EXERCISE INSTRUCTIONS. Would you print the entire listing exactly, leaving nothing out?

- Opening Delimiter -

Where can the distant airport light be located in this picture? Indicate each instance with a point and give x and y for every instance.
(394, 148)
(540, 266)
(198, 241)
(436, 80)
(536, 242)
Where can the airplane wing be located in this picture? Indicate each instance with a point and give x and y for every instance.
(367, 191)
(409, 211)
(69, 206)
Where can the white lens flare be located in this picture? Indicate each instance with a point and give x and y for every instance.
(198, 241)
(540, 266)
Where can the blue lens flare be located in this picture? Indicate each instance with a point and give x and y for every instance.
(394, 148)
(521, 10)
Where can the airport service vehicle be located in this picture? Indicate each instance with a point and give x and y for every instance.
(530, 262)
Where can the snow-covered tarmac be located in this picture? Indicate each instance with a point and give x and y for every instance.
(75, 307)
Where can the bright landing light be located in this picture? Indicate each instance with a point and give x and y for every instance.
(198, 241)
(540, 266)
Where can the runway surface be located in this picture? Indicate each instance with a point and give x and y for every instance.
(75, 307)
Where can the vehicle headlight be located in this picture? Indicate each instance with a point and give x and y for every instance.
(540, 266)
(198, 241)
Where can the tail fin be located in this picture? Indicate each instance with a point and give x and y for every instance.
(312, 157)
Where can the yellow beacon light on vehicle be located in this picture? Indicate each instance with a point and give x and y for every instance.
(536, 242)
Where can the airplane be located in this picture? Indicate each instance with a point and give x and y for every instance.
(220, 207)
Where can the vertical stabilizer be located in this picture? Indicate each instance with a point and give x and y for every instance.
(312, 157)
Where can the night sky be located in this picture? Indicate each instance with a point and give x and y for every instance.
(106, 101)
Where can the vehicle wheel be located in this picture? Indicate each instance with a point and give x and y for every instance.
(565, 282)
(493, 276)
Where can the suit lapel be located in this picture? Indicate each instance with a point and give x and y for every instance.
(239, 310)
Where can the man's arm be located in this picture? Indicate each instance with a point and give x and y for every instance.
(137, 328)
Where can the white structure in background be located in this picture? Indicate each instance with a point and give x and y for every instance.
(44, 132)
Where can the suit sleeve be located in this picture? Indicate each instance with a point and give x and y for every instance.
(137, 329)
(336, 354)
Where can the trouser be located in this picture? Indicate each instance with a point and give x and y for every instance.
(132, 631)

- Closing Delimiter -

EXERCISE SOLUTION.
Where can the distant airport light be located in this picture? Indicate each instance with a point and give x and y for every instance.
(394, 148)
(540, 266)
(198, 241)
(436, 80)
(536, 242)
Where can the airplane wing be located in this picture? Indicate each instance with a point and give x and y for every instance.
(367, 191)
(409, 211)
(69, 206)
Where can the white lens flare be located in this picture? Indicate each instance with a point and give x and y for every instance.
(198, 241)
(540, 266)
Where can the blue lens flare be located in this picture? Indicate each instance with a point and give x and y for every instance.
(394, 148)
(521, 10)
Where can the airport service vehicle be located in this picture? Indicate each instance with a point and give x and y for every instance.
(530, 262)
Where can the snow-covered tarmac be located in this picture? Indicate each instance with a point and give x and y for every instance.
(75, 307)
Where can the bright landing light be located in this picture? Indicate each instance with a point and give x and y for every instance.
(198, 241)
(540, 266)
Where can the runway surface be located in this picture? Indicate each instance with a point and give x and y for every instance.
(75, 307)
Where can the vehicle headlight be located in this picture? Indicate each instance with a point and give x and y for every instance.
(540, 266)
(198, 241)
Where can the tail fin be located in this picture? Indicate each instance with a point and give x and y for every instance.
(312, 157)
Where can the yellow beacon light on vehicle be located in this picture? Indicate each instance with a point and give x and y for every instance.
(536, 242)
Where can the airplane be located in this picture? Indicate each instance with a point and give x and y for every instance.
(220, 207)
Where can the vertical stabilizer be located in this picture? Indicate each instance with a point and give x and y for every instance.
(312, 157)
Where can the night sky be located in this picture? Indicate each instance with a point and give x and y for every instance.
(106, 101)
Where can the vehicle wheel be located in this picture? Indicate each instance with a point and give x and y for every instance.
(565, 282)
(493, 276)
Where can the suit lapel be located in this picture? Indicate each instance with a point and give x and y for every instance.
(239, 310)
Where can the man's arm be located in this picture? Indicate each instance with a point and give x and y for every instance.
(137, 328)
Where can the white structure in background be located in this picture? Indicate each instance with a point and give x and y for every instance.
(44, 132)
Where can the suit sleeve be located in this picture? Indicate each instance with a point and give x and y for every instance.
(137, 329)
(336, 354)
Where can the trouser be located in this picture? Indicate each instance with a point and give x and y for every instance.
(132, 631)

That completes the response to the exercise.